→ DOCUMENT SECTION:
----

Tutorial 12 RDDL and Probabilistic Planning
1. Description
This tutorial covers the use of probabilistic planning with ROSPlan. We will mainly cover thr RDDL extension, although PPDDL is also supported.
Background
For this tutorial we assume you are famliar with the RDDL language by Scott Sanner. If you are not, you can follow the following resources to learn about it:
- RDDLSim software repository: github.com/ssanner/rddlsim
- RDDL Tutorial: sites.google.com/site/rddltutorial/
- RDDL Language description: sites.google.com/site/rddltutorial/rddl-language-discription
2. Initial notes
In these examples we will use the PROST planner by Keller et al. as it was the winner in the last IPPC competition. However, you should be able to use any RDDL-based planner that uses the IPPC client-server protocol. The RDDL version of ROSPlan comes with an online dispatcher that emulates the protocol, as well as an offline version using RDDLSim. For it, we provide a RDDLSim planner interface which parses the output from RDDLSim, also making it usable with any IPPC-abled planner.
Disclaimer: PDDL Structure
When extending ROSPlan to RDDL and probabilistic planners, we wanted to keep the interface unmodified. To do so, we needed to adapt the RDDL structure to PDDL-like structure of ROSPlan’s messages. This forced some assumptions to be made, as detailed in ROSPlan’s probabilistic extension paper. This tutorial will also go over them.
However, it may be that you see ROSPlan warnings such as Unknown or unsupported operand type for the expression.

----

→ THE TASKS:
A - According to the ROSPlan tutorial, which planner is used in its examples?
B - Reproduce verbatim the passage of the ROSPlan tutorial between "Disclaimer: PDDL Structure" and "go over them.", inclusive.

→ DATA ENTRIES:
----

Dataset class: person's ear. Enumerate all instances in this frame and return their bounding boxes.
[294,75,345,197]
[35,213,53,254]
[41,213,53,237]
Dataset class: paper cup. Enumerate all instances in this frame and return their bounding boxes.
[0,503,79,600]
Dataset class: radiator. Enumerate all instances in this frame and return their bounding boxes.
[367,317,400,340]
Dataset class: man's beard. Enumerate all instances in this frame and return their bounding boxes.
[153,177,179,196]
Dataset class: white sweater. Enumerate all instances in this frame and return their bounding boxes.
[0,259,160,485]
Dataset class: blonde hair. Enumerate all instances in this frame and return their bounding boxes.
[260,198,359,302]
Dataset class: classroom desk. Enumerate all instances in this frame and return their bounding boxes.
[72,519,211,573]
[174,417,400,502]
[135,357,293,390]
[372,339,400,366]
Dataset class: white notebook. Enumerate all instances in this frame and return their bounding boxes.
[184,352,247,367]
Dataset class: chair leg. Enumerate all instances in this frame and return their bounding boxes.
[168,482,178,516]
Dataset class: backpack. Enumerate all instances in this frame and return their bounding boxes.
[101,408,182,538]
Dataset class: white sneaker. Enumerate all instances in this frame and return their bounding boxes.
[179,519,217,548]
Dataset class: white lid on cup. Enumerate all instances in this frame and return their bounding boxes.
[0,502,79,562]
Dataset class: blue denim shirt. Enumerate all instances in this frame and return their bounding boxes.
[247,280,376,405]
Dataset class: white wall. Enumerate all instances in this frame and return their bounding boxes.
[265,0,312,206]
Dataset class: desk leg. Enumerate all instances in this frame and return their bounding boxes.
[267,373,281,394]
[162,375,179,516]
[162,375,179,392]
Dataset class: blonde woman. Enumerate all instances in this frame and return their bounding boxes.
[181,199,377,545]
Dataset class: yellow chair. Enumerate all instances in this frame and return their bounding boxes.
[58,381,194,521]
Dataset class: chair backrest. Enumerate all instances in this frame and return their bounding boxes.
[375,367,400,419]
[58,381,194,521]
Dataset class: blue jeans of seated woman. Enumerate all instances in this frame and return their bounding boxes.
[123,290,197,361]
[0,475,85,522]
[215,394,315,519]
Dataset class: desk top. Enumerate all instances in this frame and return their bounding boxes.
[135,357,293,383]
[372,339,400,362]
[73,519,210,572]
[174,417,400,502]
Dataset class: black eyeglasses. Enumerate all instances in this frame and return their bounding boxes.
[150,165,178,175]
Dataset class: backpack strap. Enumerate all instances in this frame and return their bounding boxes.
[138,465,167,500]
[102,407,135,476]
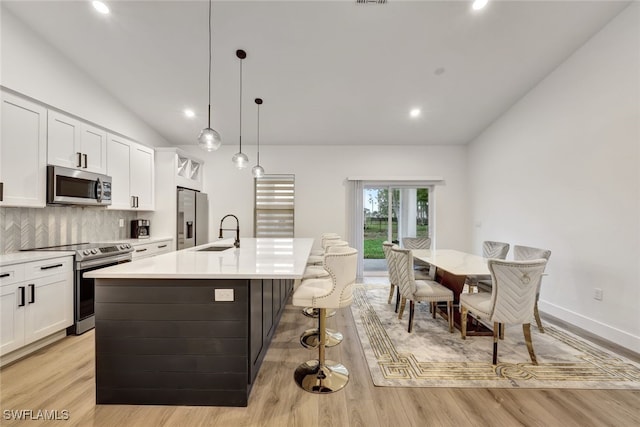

----

→ TASK-BY-TASK SOLUTIONS:
A - The PROST planner by Keller et al.

B -
Disclaimer: PDDL Structure
When extending ROSPlan to RDDL and probabilistic planners, we wanted to keep the interface unmodified. To do so, we needed to adapt the RDDL structure to PDDL-like structure of ROSPlan’s messages. This forced some assumptions to be made, as detailed in ROSPlan’s probabilistic extension paper. This tutorial will also go over them.